**What you are asked to do:**
Copy the items from their beginning through the line containing "pixel 237 210", changing every "instance" to "occurrence" and leaving everything else unchanged. Omit the pictures from your answer.
begin
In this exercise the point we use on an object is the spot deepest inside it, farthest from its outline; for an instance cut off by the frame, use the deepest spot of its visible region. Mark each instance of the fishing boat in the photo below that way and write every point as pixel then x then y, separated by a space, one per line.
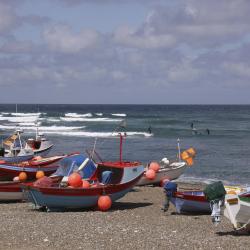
pixel 112 178
pixel 190 202
pixel 11 190
pixel 48 165
pixel 16 152
pixel 40 145
pixel 195 201
pixel 124 176
pixel 170 171
pixel 237 210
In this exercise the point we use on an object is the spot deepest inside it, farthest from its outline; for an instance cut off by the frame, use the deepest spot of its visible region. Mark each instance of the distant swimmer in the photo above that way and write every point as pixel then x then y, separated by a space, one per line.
end
**Answer for the task:**
In this exercise the point we use on an object is the spot deepest inside it, farthest from its outline; for an occurrence cut off by the frame, use the deepest spot of its visible region. Mark each occurrence of the fishing boat in the photo below that way and write every point as pixel then x then y, separated by a space, one per line.
pixel 112 178
pixel 190 202
pixel 11 190
pixel 48 165
pixel 16 152
pixel 40 145
pixel 195 201
pixel 124 176
pixel 170 171
pixel 237 210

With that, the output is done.